*Trecho apresentado:*

※

Ele, no entanto, não acredita que a situação possa congelar as relações. "A diplomacia pode solucionar e evitar que essas declarações prejudiquem as relações políticas construídas entre os dois países". Quitral diz que o Chile sempre teve uma posição de abertura com todos os países e que há uma conexão econômica entre as duas nações. "Esse modelo econômico chileno aparentemente exitoso se transformou num eixo referencial para a aplicação de algumas políticas econômicas que o Brasil quer implementar para tentar impulsionar sua economia".
Primeira viagem
O Chile é um dos principais aliados de Bolsonaro na América do Sul e destino de sua primeira viagem como presidente. Na cúpula do G-7 em Biarritz, na França, o presidente Sebastián Piñera participou das discussões sobre as queimadas na Amazônia com líderes ocidentais.
No começo do ano, Bolsonaro e Piñera articularam a criação do Prosur - bloco de centro-direita sul-americano que substituiu a Unasul - e unificaram o discurso de apoio à oposição liderada por Juan Guaidó na Venezuela. Na ocasião, o presidente já havia dado declarações favoráveis ao ditador chileno.
Partidos políticos cobram resposta de Piñera
Na imprensa chilena, as declarações do presidente brasileiro tiveram grande destaque. O presidente do Senado, Jaime Quitana, de oposição, exigiu uma resposta de Piñera. Na coalizão do presidente chileno, Chile Vamos, as declarações também foram mal recebidas. “Não é a melhor maneira de responder às críticas de Bachelet”, disse o presidente de um dos partidos do grupo, o Renovação Nacional, Mario Desbordes, ao La Tercera.
O único grupo político que defendeu integralmente o presidente foi o Partido Republicano, de extrema direita. “A ex-presidente tem usado seu cargo na ONU para questionar Bolsonaro”, disse o líder da legenda Antonio Kast. “Suas críticas se baseiam em posições ideológicas.”
Pai de Bachelet era militar e se opôs ao golpe
Alberto Bachelet, pai de Michelle, era general da Força Aérea e se opôs ao golpe dado por Augusto Pinochet em setembro de 1973. Bachelet foi preso três dias depois da queda de Salvador Allende e morreu, ainda no cárcere, em 12 de março de 1974, aos 50 anos.

※

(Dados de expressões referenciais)
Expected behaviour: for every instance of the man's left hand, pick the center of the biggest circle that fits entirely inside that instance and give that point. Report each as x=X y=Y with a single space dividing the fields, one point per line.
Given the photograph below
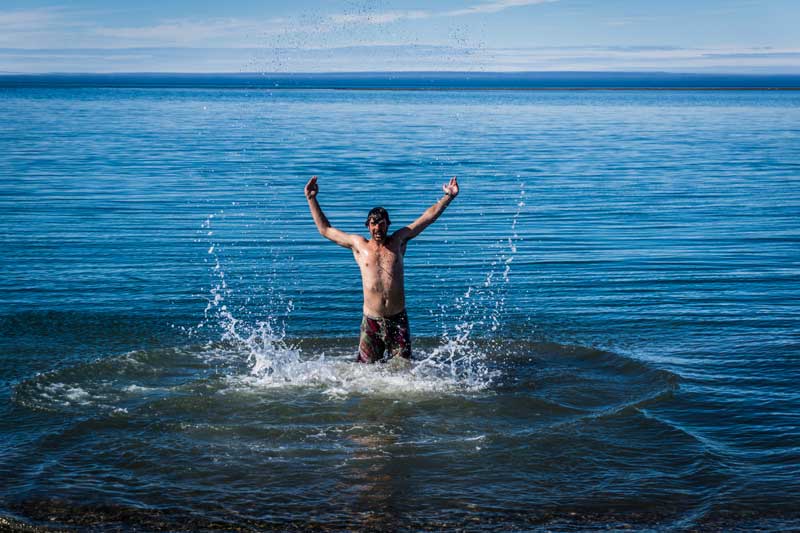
x=451 y=188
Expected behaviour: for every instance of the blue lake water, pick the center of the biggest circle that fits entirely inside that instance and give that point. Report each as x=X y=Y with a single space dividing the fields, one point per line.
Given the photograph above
x=605 y=320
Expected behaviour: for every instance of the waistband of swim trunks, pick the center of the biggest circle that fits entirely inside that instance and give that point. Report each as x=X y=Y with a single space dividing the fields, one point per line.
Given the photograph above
x=392 y=317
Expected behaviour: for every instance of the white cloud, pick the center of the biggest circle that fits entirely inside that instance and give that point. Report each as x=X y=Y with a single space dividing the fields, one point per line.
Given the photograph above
x=494 y=7
x=184 y=32
x=378 y=18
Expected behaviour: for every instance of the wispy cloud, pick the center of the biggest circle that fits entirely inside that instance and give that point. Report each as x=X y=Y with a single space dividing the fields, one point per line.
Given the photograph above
x=494 y=7
x=378 y=18
x=186 y=32
x=402 y=57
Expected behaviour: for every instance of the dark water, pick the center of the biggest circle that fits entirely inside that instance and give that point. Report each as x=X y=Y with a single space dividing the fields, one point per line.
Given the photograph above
x=605 y=320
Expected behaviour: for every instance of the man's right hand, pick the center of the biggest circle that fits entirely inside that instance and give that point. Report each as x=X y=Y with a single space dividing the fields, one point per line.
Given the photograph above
x=312 y=188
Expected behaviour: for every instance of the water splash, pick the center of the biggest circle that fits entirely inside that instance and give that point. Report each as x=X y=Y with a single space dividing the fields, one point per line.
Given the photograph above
x=481 y=307
x=262 y=355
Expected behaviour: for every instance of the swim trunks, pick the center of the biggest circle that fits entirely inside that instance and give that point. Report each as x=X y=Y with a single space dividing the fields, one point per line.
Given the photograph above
x=390 y=333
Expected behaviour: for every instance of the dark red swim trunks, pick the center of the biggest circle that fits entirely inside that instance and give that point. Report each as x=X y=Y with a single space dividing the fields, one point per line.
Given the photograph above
x=390 y=333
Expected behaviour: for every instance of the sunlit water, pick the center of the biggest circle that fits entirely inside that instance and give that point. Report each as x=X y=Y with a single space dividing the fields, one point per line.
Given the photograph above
x=605 y=321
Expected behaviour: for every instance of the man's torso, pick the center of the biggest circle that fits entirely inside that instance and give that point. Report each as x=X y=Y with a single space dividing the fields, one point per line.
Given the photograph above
x=381 y=276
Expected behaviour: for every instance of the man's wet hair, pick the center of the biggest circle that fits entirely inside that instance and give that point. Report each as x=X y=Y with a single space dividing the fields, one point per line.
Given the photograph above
x=377 y=213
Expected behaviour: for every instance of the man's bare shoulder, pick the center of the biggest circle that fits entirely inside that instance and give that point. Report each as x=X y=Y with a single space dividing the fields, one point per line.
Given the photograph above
x=358 y=241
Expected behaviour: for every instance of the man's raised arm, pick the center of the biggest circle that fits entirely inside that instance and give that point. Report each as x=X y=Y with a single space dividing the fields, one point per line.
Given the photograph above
x=432 y=213
x=325 y=229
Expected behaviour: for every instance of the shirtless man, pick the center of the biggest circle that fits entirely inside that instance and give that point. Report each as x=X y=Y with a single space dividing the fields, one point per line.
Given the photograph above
x=385 y=323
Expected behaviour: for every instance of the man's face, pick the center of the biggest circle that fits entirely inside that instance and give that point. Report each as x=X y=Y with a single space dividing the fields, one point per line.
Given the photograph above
x=378 y=228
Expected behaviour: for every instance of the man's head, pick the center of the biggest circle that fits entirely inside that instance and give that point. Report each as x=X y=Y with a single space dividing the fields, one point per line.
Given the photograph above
x=378 y=223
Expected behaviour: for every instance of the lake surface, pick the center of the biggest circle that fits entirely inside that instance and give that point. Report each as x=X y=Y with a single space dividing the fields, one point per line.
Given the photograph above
x=605 y=320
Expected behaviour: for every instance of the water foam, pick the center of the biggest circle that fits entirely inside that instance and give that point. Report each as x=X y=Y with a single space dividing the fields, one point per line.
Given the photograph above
x=273 y=361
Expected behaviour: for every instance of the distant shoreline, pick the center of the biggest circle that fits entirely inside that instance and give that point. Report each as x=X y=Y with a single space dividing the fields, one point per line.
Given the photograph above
x=418 y=81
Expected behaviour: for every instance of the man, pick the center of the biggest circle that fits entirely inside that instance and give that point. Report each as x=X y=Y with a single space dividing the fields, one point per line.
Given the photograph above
x=380 y=258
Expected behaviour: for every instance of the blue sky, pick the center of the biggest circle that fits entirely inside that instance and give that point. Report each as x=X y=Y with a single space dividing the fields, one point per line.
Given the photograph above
x=742 y=36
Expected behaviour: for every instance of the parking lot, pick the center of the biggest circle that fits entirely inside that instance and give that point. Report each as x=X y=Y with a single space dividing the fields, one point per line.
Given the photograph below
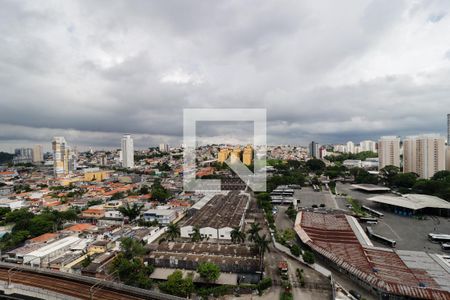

※

*Questões de estudo:*
**1)** Liste todos os países mencionados pelo nome no texto sobre as relações entre Brasil e Chile.
**2)** Copie o texto sobre as relações entre Brasil e Chile de "Pai de Bachelet" até "aos 50 anos.", trocando "Força Aérea" por "Marinha".
**3)** Responda com base no texto sobre as relações entre Brasil e Chile:
(a) Em que cidade ocorreu a cúpula do G-7 citada?
(b) Que bloco o Prosur substituiu?
(c) Com que idade morreu Alberto Bachelet?

*Respostas:*
**1)** Chile, Brasil, França e Venezuela.

**2)**
Pai de Bachelet era militar e se opôs ao golpe
Alberto Bachelet, pai de Michelle, era general da Marinha e se opôs ao golpe dado por Augusto Pinochet em setembro de 1973. Bachelet foi preso três dias depois da queda de Salvador Allende e morreu, ainda no cárcere, em 12 de março de 1974, aos 50 anos.

**3)**
(a) Em Biarritz, na França.
(b) A Unasul.
(c) Aos 50 anos.